Instructions
**A)** Retype this part of the juvenile justice press release, from "The group said, that" up to and including "June of 2020.".
**B)** Extend the juvenile justice press release by writing what comes after its last paragraph.
— start of Quoted text —
State Advocacy Groups and Lawmakers Discuss Solutions for Juvenile Justice Issues

August 6, 2021



(HARTFORD, CT) – On Friday, August 6, 2021, the Connecticut Justice Alliance (CTJA), Tow Youth Justice Institute (TYJI) at the University of New Haven, and the American Civil Liberties Union of Connecticut (ACLU-CT), along with Connecticut community advocates and lawmakers, held a press conference today on the North Steps of the State Capitol to discuss data-driven solutions to car thefts and youth crime that don’t center on incarcerating teens but instead offer an actual plan of action to provide resources to support their specific needs.


The group said, that despite recent media reports to the contrary, there has been NO significant increase in overall juvenile crime in recent years, INCLUDING motor vehicle theft. They said it is important to understand the true scope of the problem before identifying potential solutions. There has been a sharp decline since 1991 in car thefts, break-ins and vandalism committed by youth in Connecticut. While there was a slight uptick in 2020, the 2020 numbers are consistent with the prior three years and are, on average, still at a historically low rate. In addition, in the first six months of 2021, motor vehicle thefts decreased compared with January through June of 2020.


"We share today what many are not informed enough about to understand - facts, data & truth. The tools are there, we just need to use them and stop pretending there's no fix for the problem," said State Representative Anthony Nolan (D-New Haven).


Funneling more teens into the system without an actual plan of action to support their specific needs is irresponsible, organizers said, adding that implementing harmful blanketed policies designed to "crack down" on youth offenders does not address the root causes of this issue.
— end of Quoted text —
— start of Collected material —
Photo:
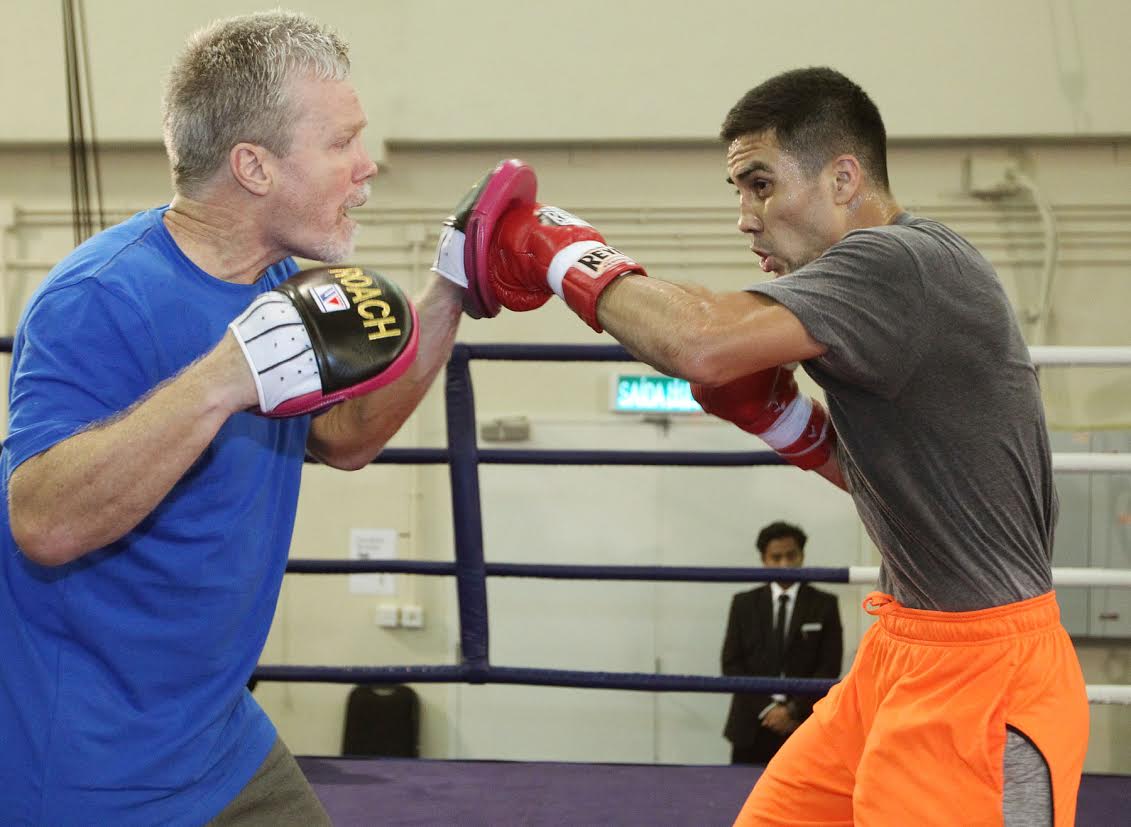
— end of Collected material —
Answers to the tasks
**A)**
The group said, that despite recent media reports to the contrary, there has been NO significant increase in overall juvenile crime in recent years, INCLUDING motor vehicle theft. They said it is important to understand the true scope of the problem before identifying potential solutions. There has been a sharp decline since 1991 in car thefts, break-ins and vandalism committed by youth in Connecticut. While there was a slight uptick in 2020, the 2020 numbers are consistent with the prior three years and are, on average, still at a historically low rate. In addition, in the first six months of 2021, motor vehicle thefts decreased compared with January through June of 2020.

**B)**
"The issue of juvenile car thefts demands our attention. We should be paying attention to whether we are asking the right questions about the root causes so we can develop and implement the right answers. Anything less is political and dangerous," stated State Senator Gary Winfield (D-New Haven).


Reports that "our hands are tied," and "nothing can be done" to hold children accountable in the juvenile court are inaccurate, according to speakers at today’s news conference. Current law, they said, allows the

court to incarcerate youth in a juvenile detention center at the time of arrest (or later) if the child poses a risk to public safety and if there’s a need to hold the child for failure to respond to court process. Also, children (age 15 and older) charged with the most serious offenses are automatically transferred to the adult court.


State Representative Toni Walker (D-New Haven), co-chair of the Juvenile Justice Policy and Oversight Committee, states, "As an educator and legislator I have seen firsthand how just policies, practices, and funding can make a difference in the lives of all young people in Connecticut. We all must dispel falsehoods, and all begin speaking the truth about what is available under the law for local authorities."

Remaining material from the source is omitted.